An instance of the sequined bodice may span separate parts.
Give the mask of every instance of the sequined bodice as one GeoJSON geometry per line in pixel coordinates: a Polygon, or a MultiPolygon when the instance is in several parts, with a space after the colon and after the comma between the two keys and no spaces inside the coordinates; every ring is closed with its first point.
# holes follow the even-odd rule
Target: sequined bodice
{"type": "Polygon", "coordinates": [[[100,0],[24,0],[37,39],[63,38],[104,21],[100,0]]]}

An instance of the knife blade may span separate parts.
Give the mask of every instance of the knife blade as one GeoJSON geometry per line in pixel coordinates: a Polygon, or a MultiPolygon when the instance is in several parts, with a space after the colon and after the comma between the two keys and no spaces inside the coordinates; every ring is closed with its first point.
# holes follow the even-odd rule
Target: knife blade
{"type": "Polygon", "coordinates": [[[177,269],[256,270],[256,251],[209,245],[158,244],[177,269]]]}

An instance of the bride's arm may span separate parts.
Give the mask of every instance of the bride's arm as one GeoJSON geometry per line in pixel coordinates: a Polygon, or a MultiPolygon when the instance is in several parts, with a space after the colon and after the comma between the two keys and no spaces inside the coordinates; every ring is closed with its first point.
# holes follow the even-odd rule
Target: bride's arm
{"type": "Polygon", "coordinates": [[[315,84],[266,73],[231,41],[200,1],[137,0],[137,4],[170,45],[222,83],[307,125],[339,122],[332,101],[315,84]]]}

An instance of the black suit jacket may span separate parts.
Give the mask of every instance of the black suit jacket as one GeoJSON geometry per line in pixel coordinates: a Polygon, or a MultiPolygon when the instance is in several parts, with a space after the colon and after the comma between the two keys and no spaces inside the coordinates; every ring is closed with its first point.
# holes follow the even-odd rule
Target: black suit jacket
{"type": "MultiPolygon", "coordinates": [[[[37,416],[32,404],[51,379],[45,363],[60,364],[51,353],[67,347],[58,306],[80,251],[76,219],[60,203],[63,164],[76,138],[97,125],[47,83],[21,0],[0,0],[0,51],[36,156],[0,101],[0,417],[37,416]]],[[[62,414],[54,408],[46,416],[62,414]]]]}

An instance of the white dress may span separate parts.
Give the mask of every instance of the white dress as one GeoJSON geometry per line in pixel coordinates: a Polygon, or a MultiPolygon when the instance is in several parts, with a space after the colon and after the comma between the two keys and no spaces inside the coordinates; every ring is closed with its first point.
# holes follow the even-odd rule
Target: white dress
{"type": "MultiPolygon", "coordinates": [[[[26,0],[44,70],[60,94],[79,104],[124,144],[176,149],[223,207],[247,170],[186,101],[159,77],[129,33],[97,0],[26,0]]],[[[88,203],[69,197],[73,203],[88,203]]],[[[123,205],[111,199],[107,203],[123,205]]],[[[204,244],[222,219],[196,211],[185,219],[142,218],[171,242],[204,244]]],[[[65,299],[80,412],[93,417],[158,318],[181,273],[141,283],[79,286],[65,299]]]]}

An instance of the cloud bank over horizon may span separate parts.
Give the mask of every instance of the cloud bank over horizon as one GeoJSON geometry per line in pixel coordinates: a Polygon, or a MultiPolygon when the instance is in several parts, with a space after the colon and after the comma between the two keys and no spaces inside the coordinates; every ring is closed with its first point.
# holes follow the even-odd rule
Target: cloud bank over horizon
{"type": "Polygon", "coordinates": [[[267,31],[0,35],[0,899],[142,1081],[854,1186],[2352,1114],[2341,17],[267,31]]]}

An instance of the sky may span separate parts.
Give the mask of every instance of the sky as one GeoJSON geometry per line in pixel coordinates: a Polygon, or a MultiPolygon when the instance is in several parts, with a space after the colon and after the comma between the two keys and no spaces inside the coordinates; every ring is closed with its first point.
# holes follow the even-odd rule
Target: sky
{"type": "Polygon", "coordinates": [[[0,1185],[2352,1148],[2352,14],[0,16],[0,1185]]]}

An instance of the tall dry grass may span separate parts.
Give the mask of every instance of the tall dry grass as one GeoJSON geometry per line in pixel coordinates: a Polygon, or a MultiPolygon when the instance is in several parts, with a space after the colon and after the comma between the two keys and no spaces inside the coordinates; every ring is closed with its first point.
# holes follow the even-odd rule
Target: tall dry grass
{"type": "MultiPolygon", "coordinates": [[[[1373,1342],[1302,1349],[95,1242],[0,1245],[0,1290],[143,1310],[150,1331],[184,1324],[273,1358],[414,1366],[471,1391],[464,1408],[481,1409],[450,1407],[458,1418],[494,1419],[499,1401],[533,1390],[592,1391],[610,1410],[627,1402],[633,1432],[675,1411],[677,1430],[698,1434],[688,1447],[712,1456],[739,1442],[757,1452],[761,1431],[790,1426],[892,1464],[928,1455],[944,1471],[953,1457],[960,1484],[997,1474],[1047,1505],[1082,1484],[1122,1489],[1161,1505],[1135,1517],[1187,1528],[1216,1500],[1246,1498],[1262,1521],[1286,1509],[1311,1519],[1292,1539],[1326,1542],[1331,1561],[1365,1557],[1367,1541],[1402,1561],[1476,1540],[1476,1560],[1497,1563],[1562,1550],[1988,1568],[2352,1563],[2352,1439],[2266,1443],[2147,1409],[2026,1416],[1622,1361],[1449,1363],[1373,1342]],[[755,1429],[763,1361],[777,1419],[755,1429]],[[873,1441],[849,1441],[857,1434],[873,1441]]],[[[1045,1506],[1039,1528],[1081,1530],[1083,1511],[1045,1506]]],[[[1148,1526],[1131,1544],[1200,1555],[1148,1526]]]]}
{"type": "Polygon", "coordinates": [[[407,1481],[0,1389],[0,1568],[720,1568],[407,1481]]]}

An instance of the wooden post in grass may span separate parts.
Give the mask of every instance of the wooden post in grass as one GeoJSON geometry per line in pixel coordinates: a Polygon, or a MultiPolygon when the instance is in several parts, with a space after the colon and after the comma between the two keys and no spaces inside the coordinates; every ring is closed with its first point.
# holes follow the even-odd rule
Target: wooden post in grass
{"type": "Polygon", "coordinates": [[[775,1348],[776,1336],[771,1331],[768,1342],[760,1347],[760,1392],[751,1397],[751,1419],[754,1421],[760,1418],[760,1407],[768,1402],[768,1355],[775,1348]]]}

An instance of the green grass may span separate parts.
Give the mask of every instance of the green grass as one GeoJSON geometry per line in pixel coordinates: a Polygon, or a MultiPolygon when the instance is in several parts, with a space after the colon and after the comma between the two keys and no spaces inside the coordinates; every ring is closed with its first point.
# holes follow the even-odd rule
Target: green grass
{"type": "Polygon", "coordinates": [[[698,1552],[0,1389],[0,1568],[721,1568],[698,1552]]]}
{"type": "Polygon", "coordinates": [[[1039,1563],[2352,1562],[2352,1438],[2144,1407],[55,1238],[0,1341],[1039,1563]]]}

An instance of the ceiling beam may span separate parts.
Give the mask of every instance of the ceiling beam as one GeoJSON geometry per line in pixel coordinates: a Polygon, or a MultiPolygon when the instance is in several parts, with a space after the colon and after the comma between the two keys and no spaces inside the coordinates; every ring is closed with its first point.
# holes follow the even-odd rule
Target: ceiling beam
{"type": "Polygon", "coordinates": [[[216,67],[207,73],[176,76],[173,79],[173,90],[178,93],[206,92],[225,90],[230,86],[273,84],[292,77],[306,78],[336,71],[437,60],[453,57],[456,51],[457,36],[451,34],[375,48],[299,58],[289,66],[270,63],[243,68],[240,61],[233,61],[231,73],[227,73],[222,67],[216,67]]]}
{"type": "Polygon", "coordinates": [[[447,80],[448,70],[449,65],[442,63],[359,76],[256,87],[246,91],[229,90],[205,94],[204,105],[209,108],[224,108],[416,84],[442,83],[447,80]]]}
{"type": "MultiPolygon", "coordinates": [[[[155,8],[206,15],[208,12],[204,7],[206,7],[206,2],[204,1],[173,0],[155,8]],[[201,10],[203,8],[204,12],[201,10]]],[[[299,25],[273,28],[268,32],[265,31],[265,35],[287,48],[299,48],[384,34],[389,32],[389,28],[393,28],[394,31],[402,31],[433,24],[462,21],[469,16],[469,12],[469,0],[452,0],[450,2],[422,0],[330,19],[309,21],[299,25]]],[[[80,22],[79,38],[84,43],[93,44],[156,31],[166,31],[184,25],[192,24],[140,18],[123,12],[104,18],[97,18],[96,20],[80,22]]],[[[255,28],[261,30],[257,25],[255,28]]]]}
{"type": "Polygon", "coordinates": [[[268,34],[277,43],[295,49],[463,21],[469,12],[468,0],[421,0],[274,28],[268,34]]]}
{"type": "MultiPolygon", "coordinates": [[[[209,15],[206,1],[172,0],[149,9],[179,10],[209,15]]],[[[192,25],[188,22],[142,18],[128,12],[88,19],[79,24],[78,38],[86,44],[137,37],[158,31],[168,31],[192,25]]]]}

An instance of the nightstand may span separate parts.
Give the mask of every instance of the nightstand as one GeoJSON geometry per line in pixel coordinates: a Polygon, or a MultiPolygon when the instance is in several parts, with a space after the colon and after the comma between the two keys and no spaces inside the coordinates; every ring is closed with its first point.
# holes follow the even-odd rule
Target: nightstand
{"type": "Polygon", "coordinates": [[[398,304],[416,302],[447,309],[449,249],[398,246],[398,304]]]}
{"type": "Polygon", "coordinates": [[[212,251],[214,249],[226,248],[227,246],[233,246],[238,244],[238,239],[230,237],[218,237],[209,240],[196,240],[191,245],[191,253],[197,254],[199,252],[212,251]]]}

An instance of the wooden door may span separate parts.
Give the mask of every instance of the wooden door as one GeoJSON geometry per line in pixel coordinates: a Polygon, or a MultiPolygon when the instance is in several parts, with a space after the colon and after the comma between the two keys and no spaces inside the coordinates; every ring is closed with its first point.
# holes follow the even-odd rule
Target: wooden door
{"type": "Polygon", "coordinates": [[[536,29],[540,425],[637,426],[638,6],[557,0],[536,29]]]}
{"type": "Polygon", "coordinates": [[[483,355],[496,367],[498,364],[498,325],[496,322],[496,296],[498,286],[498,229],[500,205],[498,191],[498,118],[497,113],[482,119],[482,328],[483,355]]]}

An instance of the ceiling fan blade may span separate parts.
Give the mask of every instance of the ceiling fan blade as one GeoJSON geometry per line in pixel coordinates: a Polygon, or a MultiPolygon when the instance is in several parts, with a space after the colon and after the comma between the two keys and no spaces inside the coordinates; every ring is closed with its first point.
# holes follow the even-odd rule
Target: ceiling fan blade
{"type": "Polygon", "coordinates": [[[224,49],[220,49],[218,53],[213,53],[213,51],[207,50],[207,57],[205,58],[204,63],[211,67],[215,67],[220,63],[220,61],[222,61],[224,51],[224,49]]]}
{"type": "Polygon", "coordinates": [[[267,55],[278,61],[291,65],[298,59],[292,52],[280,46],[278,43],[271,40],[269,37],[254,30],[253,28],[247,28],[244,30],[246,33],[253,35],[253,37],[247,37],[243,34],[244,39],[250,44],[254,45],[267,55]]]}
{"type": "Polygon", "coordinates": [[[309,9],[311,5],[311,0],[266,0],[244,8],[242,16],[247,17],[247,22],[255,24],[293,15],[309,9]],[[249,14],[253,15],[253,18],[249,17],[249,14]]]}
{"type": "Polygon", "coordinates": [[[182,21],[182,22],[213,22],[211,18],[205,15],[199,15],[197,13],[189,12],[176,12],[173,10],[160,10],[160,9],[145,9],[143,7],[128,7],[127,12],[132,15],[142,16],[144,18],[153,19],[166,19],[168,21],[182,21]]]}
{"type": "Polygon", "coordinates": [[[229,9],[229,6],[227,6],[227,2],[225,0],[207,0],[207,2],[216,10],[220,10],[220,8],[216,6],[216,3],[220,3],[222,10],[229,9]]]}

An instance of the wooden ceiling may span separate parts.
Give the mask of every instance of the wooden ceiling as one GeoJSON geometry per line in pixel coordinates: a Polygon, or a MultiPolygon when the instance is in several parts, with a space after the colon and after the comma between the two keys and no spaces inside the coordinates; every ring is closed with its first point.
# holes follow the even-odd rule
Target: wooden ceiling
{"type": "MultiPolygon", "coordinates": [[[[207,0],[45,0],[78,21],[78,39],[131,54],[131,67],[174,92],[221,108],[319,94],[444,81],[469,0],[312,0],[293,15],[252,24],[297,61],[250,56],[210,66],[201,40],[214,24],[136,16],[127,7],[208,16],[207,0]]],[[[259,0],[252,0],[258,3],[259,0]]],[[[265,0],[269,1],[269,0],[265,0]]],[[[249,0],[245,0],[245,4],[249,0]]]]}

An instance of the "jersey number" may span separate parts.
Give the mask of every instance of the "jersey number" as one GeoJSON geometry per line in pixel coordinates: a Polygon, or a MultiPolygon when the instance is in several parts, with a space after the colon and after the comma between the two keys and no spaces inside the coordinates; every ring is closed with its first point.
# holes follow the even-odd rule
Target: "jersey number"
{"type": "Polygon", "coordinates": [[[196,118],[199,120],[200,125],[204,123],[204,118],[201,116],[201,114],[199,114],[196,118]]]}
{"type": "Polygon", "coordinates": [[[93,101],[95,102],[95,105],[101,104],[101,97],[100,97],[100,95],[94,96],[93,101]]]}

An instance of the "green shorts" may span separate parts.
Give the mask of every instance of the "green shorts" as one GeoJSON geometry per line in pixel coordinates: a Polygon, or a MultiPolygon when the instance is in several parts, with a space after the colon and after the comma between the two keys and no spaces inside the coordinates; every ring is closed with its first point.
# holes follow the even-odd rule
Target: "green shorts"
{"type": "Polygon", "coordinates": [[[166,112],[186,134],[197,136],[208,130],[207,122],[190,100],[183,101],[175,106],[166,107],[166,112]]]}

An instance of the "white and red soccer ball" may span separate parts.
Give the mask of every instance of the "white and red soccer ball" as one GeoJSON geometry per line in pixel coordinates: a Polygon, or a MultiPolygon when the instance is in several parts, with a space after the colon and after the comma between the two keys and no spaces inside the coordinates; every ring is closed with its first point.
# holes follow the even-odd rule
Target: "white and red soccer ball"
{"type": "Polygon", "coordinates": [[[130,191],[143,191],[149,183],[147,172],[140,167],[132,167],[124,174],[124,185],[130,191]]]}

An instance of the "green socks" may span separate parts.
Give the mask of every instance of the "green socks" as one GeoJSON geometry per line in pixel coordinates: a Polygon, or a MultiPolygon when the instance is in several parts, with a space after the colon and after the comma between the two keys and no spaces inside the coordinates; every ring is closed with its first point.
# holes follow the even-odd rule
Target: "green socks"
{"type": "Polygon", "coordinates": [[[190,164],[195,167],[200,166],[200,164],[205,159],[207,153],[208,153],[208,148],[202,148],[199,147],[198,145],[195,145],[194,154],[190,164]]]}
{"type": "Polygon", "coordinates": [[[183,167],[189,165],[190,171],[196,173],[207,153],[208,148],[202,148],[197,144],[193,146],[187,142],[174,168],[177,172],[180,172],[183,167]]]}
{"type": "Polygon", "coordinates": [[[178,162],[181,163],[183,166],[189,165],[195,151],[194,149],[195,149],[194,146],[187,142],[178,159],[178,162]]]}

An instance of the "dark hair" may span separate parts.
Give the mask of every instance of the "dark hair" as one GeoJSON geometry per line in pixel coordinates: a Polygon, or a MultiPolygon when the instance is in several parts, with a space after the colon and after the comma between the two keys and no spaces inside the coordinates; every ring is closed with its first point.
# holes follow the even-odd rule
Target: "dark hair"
+---+
> ACTION ITEM
Search the data for the word "hair" and report how many lines include it, with the number alone.

> RESPONSE TO THIS EXERCISE
3